→ **WHAT THE TASK ASKS**
From the records below, copy verbatim the lines that begin with the one containing "Report one point per instance of the silver" and end with the one containing "48], [289, 229]]", including both of those lines.
— Begin EXERCISE INPUT —
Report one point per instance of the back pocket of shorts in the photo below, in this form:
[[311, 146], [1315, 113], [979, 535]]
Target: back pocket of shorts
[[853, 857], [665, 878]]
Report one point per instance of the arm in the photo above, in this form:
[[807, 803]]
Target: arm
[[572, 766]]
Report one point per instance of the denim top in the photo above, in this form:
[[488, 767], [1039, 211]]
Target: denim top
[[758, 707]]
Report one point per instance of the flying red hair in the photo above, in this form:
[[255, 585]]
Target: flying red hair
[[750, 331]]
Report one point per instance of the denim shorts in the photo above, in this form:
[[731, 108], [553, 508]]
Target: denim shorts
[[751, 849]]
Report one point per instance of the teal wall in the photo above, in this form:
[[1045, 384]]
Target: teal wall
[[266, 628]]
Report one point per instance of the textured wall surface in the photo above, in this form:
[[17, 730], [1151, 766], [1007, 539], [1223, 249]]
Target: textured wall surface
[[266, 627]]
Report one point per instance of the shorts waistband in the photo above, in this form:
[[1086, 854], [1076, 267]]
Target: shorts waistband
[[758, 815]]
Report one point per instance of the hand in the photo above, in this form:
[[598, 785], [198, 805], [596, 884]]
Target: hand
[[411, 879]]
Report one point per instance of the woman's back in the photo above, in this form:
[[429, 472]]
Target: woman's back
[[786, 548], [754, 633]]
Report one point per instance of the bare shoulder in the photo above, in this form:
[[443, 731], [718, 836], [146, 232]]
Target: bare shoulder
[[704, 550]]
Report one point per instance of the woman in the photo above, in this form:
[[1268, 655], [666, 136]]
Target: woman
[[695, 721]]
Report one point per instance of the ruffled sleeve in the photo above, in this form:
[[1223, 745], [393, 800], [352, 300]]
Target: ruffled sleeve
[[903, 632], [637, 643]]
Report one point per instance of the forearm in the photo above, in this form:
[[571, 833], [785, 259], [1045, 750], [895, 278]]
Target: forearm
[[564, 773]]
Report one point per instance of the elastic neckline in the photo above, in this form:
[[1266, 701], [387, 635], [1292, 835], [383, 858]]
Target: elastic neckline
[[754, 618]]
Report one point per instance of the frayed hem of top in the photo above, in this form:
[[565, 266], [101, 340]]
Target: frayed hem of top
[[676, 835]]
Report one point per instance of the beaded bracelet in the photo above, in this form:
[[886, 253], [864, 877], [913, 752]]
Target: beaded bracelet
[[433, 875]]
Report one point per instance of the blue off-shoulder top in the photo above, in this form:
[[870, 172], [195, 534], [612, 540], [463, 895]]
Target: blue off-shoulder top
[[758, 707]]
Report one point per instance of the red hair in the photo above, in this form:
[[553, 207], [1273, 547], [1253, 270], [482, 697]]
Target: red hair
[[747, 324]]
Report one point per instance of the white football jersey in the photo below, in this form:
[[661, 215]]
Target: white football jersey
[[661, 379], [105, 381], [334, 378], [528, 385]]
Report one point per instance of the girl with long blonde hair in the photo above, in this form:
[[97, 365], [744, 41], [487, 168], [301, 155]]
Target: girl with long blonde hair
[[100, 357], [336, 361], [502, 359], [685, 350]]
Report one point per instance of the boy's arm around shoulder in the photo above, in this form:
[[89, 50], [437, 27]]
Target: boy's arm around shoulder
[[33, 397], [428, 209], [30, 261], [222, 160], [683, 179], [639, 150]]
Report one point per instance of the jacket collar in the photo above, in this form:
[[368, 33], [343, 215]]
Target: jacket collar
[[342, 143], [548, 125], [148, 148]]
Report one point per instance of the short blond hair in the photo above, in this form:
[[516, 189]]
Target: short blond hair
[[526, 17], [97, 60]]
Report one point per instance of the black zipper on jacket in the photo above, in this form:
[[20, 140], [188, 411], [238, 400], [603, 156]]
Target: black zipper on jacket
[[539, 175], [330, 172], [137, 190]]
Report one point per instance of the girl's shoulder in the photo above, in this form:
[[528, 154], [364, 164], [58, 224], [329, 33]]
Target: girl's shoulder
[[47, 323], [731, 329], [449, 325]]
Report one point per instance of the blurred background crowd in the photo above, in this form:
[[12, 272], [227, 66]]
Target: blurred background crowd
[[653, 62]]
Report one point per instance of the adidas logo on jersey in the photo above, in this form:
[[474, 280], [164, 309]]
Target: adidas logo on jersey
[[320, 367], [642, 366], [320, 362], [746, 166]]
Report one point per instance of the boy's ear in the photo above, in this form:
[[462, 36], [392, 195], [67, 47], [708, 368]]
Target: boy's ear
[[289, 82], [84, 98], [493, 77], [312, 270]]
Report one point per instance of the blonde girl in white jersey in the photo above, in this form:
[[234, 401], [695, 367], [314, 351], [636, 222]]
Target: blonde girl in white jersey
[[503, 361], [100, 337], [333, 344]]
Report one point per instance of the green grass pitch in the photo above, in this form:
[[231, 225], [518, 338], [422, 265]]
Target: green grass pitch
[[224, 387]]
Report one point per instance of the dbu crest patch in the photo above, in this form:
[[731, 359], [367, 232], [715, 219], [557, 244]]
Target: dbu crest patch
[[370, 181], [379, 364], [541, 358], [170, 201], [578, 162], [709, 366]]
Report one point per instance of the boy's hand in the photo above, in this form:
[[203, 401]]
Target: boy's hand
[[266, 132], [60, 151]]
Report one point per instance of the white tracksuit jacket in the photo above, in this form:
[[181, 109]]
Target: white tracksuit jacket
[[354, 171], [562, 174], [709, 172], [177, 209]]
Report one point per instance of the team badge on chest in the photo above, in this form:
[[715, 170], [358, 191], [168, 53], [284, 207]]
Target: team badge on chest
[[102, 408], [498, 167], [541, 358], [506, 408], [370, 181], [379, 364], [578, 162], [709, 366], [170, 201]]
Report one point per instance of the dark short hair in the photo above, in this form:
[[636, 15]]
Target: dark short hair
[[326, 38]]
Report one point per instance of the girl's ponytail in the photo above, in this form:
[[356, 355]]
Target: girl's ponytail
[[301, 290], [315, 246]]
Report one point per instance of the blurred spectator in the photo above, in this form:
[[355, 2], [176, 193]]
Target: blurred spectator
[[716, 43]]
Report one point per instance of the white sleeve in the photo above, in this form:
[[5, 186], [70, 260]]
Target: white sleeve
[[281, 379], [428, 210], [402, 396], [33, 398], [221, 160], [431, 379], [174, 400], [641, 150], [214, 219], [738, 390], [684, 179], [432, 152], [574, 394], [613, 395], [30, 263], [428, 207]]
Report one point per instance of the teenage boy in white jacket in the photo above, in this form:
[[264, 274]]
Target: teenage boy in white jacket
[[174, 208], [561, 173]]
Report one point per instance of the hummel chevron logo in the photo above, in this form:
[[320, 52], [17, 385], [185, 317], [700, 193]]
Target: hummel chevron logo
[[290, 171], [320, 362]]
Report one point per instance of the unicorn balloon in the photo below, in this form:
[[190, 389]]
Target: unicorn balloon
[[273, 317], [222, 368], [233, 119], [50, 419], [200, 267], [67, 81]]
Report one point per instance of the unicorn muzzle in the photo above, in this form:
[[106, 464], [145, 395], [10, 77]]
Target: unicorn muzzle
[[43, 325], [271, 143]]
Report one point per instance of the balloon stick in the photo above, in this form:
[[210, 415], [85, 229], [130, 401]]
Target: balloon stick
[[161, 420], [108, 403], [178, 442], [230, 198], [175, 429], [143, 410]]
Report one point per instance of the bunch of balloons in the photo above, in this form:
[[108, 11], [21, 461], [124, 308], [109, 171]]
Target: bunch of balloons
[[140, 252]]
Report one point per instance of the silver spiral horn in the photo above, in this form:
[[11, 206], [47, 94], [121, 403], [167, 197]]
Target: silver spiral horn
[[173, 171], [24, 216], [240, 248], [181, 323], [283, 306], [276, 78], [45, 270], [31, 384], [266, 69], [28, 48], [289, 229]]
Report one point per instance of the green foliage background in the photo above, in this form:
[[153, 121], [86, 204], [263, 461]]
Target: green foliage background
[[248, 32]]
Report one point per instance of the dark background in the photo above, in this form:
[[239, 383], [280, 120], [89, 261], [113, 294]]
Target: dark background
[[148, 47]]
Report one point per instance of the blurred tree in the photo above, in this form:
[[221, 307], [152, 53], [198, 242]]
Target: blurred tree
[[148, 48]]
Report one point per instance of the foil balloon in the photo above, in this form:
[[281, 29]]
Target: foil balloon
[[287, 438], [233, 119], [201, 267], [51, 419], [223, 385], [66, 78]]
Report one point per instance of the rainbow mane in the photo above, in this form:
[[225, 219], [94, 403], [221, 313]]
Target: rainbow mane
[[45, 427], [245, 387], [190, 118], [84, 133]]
— End EXERCISE INPUT —
→ **SOLUTION TO THE EXERCISE**
Report one point per instance of the silver spiral horn in the photo above, in this form:
[[11, 206], [47, 94], [121, 403], [167, 197]]
Target: silver spiral horn
[[173, 171], [24, 216], [240, 248], [181, 323], [283, 306], [276, 78], [45, 270], [31, 384], [266, 69], [28, 48], [289, 229]]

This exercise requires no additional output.